▶ **Extrait du texte**
------------------------
Luc : Décryptualité. Semaine 16. Salut Manu.
Manu : Salut Mag.
Mag : Salut Luc.
Luc : Sommaire.
Manu : Jolie semaine.
Mag : Commençons par
Silicon, « Open source : Grafana change à son tour de licence », par Clément Bohic.
Manu : Oui, il y a eu plusieurs sujets, dans les semaines passées, sur des sociétés qui changent la licence de leurs logiciels parce qu’elles en ont marre que les GAFAM les utilisent et ne reversent pas ou ne contribuent pas au développement initial. Il y a eu deux cas où elles ont transformé les licences et les ont passées de libre à propriétaire, on était un peu embêtés, et là elles sont passées de libre à libre, mais une licence qui a des conditions d’usage, le copyleft. Donc on est plutôt contents parce que c’est une évolution intéressante. Je pense que ce sera un sujet des prochaines semaines, on va reparler de tout ça.
Mag : InformatiqueNews.fr, « Programmation : pourquoi tout le monde devrait s’y mettre ? », par Sébastien Blanc.
Manu : Oui, on devrait tous se mettre à la programmation, bien sûr. C’est utile, ça aide et puis, forcément, il faut faire du logiciel libre parce que ça aide aussi. Là aussi, c’est un sujet de fond.
------------------------
▶ **Données fournies**
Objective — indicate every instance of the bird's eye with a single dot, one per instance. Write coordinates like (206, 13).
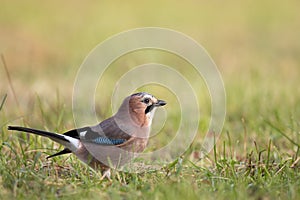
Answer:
(146, 101)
------------------------
▶ **Travail demandé**
(1) D'après la transcription de l'émission Décryptualité, quel logiciel change à son tour de licence selon l'article de Silicon ?
(2) Rédigez la suite de la transcription de l'émission Décryptualité à partir de sa dernière réplique.

▶ **Corrigé de l'exercice**
(1) Grafana.

(2)
Mag : ZDNet France « Vidéo : Ingenuity, voler sur Mars grâce aux logiciels libres », par Steven J. Vaughan-Nichols.
Manu : On en a déjà parlé. En gros, la NASA aime le logiciel libre, fait du logiciel libre et si vous voulez étudier et apprendre à programmer, vous pouvez vous baser là-dessus pour travailler.
Mag : Le Monde Informatique « API Java, ce qu’il faut retenir du procès Google Vs Oracle », par Matt Asay.
Manu : Là, il y a eu une décision qui a favorisé Google contre Oracle. Ils reviennent sur le sujet parce que c’est un sujet important. En gros, il y avait des librairies dont l’usage était bloqué selon Oracle. Eh bien non, on peut les utiliser, c’est plutôt pour le logiciel et le logiciel libre notamment.
Luc : Ils précisent aussi que la Cour suprême américaine ne s’est pas trop mouillée non plus en prenant sa décision. D’un point de vue juridique ils ont fait le strict minimum.
Manu : Effectivement, ils auraient pu aller plus loin sur le droit d’auteur. Là ils ont juste parlé du fair use, le droit d’usage qui est un truc américain, spécifique.
Mag : France Inter « Carnets inter-départements du 19 avril », par Philippe Bertrand.
Manu : C’est une discussion sur l’indépendance, les logiciels libres et tout ce qui va autour. Allez jeter une oreille, parce que, effectivement, c’est en audio.
Mag : Et ce soir on va parler de ?
Luc : Je ne sais pas !
Mag : On va parler de l’article de ZDNet France, « L’université du Minnesota bannie du développement du noyau Linux (€) », par Steven J. Vaughan-Nichols.
Luc : C’est lui qui les a bannis, un journaliste ? C’est ça ? Non, pas du tout. Nouvelle un peu rigolote qui ouvre des discussions. C’est quoi l’histoire ?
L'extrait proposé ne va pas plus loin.